WORK REQUIRED: Once the line with "TARGET = man's hand on hip" is found in the entries below, print it and each following line exactly, stopping after the line with "lapel, one line per instance"; print nothing else.

AVAILABLE DATA:
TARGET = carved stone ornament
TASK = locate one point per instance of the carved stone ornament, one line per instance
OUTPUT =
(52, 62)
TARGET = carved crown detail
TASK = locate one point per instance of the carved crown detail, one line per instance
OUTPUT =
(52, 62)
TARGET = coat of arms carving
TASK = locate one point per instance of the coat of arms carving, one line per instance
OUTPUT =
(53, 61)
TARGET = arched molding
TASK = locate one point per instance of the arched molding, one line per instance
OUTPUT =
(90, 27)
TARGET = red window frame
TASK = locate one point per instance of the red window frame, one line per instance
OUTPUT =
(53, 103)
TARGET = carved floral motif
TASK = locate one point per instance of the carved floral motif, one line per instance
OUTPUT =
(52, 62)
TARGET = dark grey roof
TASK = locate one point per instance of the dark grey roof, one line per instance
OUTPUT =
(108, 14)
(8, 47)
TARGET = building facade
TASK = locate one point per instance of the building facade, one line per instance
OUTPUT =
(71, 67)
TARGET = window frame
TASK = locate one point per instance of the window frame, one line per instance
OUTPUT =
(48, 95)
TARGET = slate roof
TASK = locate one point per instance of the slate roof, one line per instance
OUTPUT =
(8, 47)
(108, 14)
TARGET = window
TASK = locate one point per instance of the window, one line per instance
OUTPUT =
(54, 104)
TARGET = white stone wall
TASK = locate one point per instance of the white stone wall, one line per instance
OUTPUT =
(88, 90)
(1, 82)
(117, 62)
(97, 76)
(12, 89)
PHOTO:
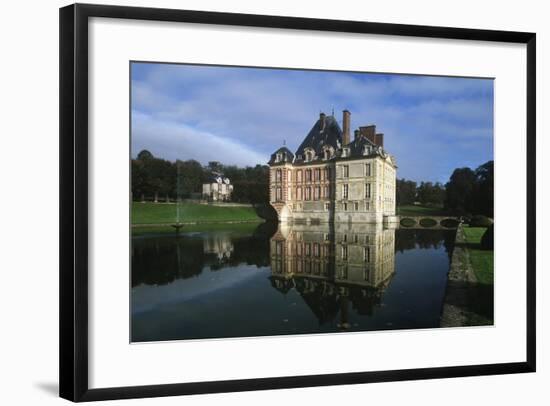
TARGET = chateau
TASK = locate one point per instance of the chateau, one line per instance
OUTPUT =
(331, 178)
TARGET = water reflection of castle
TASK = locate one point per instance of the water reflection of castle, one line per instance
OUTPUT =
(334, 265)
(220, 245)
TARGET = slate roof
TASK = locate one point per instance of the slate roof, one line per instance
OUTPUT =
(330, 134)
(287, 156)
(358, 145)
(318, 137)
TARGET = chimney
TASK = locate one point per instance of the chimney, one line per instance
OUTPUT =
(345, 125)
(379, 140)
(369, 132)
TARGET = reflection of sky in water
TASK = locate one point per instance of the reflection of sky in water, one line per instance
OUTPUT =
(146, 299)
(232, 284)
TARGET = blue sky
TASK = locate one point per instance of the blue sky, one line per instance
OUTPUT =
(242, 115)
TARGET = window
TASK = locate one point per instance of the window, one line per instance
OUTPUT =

...

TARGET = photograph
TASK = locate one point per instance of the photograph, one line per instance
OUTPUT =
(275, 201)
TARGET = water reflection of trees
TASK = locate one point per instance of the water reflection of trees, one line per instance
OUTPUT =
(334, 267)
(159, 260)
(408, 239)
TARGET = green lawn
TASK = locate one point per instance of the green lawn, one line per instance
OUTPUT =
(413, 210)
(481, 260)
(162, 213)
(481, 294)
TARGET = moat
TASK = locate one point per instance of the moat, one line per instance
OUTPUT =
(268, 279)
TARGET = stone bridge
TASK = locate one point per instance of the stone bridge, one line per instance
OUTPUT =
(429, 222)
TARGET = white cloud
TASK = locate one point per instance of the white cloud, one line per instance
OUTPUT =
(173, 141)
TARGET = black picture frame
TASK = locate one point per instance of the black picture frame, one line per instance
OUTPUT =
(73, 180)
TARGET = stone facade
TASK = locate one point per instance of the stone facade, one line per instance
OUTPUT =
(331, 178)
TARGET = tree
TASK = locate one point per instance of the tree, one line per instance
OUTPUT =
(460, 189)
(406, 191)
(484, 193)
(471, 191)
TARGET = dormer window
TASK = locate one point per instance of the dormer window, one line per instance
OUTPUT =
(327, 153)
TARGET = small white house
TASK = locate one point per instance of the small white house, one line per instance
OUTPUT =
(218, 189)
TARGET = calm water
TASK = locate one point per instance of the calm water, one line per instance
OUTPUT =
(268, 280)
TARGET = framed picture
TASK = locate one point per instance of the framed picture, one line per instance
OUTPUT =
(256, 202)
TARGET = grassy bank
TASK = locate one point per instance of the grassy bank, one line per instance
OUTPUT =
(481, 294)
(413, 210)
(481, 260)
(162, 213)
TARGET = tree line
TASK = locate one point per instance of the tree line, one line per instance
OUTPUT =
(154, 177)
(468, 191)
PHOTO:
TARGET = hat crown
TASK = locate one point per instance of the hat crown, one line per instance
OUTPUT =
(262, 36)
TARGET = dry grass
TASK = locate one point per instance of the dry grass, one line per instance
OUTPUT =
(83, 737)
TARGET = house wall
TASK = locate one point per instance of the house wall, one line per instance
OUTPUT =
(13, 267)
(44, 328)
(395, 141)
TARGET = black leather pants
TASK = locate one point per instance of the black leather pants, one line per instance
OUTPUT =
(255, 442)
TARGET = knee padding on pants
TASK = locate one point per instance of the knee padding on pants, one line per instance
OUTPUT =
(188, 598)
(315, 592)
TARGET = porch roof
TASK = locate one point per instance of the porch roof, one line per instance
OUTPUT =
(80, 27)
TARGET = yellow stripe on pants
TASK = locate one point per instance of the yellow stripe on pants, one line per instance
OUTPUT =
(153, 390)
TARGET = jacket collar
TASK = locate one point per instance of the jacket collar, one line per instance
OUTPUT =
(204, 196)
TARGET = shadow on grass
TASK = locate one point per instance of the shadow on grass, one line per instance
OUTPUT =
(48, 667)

==

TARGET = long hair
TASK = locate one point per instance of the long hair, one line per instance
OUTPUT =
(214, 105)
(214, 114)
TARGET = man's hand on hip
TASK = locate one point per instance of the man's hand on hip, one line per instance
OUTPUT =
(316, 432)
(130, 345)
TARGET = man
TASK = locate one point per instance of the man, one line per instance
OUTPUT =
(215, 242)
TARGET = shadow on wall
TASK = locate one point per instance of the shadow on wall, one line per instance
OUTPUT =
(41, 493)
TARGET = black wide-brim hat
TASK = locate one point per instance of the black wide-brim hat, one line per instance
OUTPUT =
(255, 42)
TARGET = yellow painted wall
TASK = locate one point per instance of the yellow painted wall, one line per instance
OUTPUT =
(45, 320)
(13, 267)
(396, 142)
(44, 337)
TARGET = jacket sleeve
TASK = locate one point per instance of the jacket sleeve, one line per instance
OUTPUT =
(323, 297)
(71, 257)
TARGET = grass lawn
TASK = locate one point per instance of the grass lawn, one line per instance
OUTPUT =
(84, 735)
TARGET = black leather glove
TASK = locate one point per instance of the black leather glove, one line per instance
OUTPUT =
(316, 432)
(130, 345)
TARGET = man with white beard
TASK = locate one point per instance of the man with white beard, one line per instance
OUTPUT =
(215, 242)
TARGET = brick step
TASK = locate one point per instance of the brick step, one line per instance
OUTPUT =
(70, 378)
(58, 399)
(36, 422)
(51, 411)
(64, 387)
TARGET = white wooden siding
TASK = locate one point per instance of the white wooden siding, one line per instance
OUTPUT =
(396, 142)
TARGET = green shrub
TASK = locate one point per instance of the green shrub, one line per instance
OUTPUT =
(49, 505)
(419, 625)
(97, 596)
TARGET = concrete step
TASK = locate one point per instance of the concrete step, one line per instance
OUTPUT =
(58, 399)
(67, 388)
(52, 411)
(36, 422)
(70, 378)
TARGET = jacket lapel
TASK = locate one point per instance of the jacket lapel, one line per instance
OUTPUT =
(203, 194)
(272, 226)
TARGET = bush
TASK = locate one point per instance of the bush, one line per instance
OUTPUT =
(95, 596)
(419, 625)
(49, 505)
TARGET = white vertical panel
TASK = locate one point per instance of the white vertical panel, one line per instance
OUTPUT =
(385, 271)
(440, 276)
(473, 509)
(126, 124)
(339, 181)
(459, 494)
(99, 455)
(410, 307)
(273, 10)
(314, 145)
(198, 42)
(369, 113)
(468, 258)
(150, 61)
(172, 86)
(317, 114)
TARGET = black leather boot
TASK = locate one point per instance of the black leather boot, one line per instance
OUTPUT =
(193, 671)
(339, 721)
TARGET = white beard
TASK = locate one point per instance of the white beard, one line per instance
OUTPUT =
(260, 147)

SOLUTION:
TARGET = man's hand on hip
TASK = locate one point per instance of the man's hand on hip, one line per instance
OUTPUT =
(316, 432)
(130, 345)
TARGET = man
TASK = locate one point per instance of the man, one line per instance
OUTPUT =
(215, 242)
TARGET = shadow on wall
TASK = locate one point per instance of the shadow on wall, one line per instance
OUTPUT =
(41, 493)
TARGET = black wide-brim hat
TASK = locate one point per instance of the black wide-brim hat, one line per instance
OUTPUT =
(255, 42)
TARGET = yellow painted wall
TASK = locate one point per instance of the yellow painted wall, one line per instance
OUTPUT =
(45, 320)
(13, 267)
(396, 142)
(44, 337)
TARGET = jacket sleeve
TASK = locate one point per instance of the jacket sleeve, one line per instance
OUTPUT =
(323, 297)
(71, 257)
TARGET = grass lawn
TASK = locate one point per instance of the grass lawn, one line per instance
OUTPUT =
(84, 735)
TARGET = black leather glove
TASK = locate one point per instance of the black leather glove, one line per instance
OUTPUT =
(316, 432)
(130, 345)
TARGET = man with white beard
TASK = locate one point per instance of the man with white beard, one line per instance
OUTPUT =
(215, 242)
TARGET = brick step
TASK = locate one point per instance of the brick step, one line per instance
OUTPUT =
(70, 378)
(58, 399)
(36, 422)
(51, 411)
(64, 387)
TARGET = white wooden siding
TASK = locate one point per instance of the white wooden siding, one line per instance
OUTPUT =
(396, 142)
TARGET = green shrub
TASK = locate one point per instance of the green shrub, one line per instance
OUTPUT =
(49, 505)
(419, 625)
(97, 596)
TARGET = concrete step
TASK = locate one point per instance of the concrete step, one line per instance
OUTPUT =
(58, 399)
(67, 388)
(52, 411)
(36, 422)
(70, 378)
TARGET = jacket lapel
TASK = locate one point per instance of the jacket lapel, one line per instance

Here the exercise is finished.